(Stored data)
::::::
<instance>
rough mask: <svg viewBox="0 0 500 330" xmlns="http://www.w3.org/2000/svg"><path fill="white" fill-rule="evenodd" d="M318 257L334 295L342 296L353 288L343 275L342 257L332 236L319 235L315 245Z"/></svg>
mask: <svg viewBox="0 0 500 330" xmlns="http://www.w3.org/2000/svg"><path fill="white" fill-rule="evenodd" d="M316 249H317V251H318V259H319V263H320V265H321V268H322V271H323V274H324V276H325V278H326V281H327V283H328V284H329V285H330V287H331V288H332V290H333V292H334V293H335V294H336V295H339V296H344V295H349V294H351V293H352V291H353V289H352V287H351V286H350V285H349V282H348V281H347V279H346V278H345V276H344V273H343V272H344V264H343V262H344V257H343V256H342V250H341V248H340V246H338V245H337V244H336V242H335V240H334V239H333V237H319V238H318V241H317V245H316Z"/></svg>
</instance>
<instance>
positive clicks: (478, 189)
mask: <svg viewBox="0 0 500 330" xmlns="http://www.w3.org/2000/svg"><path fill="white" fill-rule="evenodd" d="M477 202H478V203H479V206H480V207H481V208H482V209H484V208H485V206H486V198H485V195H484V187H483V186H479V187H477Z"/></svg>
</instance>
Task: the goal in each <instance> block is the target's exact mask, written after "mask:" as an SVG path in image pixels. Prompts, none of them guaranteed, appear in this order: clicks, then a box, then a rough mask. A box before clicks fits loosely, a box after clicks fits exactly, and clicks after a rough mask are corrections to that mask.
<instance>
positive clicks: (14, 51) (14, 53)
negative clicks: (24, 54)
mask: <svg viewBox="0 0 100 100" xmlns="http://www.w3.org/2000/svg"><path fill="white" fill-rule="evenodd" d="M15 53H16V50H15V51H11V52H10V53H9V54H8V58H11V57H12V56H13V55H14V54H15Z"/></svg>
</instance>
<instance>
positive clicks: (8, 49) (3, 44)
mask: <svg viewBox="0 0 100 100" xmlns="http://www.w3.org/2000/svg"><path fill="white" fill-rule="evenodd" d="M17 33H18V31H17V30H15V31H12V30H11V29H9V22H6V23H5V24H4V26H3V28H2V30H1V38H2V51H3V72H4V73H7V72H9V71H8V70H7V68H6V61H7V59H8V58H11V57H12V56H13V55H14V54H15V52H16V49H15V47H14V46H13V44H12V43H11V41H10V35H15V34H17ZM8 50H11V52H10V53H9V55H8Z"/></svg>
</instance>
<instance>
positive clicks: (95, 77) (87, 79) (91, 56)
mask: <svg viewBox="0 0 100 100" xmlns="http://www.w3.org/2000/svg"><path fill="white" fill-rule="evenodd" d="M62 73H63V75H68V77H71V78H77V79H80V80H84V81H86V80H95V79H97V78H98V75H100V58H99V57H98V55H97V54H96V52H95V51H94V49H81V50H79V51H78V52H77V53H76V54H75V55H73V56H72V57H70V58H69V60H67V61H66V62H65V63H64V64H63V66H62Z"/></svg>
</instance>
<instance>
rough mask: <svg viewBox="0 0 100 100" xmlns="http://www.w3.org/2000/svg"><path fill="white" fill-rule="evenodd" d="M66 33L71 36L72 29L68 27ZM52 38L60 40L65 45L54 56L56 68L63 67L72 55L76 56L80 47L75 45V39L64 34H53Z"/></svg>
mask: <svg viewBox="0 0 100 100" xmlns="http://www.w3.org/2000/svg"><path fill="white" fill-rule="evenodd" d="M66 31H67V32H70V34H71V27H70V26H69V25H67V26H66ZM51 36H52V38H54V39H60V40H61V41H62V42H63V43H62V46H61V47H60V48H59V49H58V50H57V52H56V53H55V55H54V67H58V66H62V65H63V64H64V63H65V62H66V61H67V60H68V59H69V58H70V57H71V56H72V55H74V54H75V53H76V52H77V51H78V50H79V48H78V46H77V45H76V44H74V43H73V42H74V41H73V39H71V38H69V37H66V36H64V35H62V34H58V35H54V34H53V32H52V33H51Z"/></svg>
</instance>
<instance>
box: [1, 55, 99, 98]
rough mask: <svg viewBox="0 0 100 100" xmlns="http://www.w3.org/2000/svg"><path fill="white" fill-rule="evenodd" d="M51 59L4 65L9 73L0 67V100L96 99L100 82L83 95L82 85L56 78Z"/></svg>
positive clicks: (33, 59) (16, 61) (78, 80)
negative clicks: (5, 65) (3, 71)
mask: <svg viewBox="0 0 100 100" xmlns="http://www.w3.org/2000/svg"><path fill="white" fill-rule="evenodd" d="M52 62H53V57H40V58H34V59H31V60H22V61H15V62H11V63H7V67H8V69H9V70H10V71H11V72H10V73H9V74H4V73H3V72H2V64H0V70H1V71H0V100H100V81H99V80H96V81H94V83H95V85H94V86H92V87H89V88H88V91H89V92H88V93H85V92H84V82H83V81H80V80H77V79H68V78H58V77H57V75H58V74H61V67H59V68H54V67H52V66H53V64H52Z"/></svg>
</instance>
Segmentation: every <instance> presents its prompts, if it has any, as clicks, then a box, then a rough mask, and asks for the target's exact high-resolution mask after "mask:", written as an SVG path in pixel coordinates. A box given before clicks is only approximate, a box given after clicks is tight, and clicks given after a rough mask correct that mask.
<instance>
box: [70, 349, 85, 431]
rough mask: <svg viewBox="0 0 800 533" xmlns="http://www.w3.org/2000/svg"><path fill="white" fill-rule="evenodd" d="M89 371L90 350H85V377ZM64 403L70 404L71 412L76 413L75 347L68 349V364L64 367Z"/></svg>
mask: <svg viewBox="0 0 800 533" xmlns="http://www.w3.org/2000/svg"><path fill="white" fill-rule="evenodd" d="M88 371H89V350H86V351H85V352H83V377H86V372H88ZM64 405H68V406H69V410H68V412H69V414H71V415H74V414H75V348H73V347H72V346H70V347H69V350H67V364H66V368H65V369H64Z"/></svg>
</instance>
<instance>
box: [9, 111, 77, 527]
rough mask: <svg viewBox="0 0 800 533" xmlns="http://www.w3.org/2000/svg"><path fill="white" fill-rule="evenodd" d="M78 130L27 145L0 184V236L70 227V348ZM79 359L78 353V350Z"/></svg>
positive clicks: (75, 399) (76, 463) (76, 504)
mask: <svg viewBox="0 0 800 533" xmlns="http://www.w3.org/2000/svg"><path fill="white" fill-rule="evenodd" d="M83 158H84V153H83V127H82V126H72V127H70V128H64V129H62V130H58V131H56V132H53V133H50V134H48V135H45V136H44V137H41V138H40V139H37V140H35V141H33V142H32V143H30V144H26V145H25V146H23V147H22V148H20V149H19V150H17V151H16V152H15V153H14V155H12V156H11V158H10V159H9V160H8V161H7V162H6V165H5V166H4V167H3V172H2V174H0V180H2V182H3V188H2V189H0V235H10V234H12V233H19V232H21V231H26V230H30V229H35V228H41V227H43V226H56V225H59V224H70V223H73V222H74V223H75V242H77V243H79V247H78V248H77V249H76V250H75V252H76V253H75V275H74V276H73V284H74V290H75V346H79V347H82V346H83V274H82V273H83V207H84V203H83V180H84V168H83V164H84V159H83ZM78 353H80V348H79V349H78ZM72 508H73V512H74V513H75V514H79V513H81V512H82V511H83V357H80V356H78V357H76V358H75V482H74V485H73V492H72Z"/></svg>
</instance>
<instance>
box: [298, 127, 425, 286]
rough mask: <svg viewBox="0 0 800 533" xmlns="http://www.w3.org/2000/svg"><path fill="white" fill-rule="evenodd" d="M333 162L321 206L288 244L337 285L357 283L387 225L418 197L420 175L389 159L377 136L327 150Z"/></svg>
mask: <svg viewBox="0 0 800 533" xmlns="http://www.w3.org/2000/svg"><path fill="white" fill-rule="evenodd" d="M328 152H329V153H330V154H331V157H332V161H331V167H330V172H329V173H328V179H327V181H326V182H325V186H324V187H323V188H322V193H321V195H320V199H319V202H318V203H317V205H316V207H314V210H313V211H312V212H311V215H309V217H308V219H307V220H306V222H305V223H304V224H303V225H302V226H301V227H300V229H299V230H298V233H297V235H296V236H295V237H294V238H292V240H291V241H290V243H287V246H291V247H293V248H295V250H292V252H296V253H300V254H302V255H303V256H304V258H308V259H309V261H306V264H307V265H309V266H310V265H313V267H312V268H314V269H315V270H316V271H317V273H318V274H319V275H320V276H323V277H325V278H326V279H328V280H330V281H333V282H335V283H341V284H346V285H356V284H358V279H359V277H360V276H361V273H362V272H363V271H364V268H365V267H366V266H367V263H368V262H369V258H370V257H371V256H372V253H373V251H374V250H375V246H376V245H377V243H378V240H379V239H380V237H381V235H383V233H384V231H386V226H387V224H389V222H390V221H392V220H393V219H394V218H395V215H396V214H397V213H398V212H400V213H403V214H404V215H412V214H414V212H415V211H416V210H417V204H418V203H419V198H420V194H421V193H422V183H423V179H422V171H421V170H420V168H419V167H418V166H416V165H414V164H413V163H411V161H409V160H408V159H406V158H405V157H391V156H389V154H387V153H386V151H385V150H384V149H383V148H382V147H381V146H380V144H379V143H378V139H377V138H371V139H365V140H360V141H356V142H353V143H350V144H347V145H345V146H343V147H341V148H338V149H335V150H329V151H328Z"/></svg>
::::::
WORK TO COMPLETE: Restate word for word only the lines above from the line containing "371L90 350H85V377ZM64 403L70" to the line containing "130L27 145L0 184V236L70", both of them included.

RESULT FOR THIS EXERCISE:
rough mask: <svg viewBox="0 0 800 533" xmlns="http://www.w3.org/2000/svg"><path fill="white" fill-rule="evenodd" d="M89 371L90 350H85V377ZM64 403L70 404L71 412L76 413L75 347L68 349V364L64 367Z"/></svg>
mask: <svg viewBox="0 0 800 533" xmlns="http://www.w3.org/2000/svg"><path fill="white" fill-rule="evenodd" d="M88 371H89V350H86V351H85V352H83V377H86V372H88ZM64 405H68V406H69V410H68V412H69V414H71V415H74V414H75V348H73V347H72V346H70V347H69V350H67V364H66V368H65V369H64Z"/></svg>
</instance>
<instance>
box: [9, 111, 77, 527]
rough mask: <svg viewBox="0 0 800 533" xmlns="http://www.w3.org/2000/svg"><path fill="white" fill-rule="evenodd" d="M78 130L27 145L0 184V236L70 227V348ZM79 359L78 353V350Z"/></svg>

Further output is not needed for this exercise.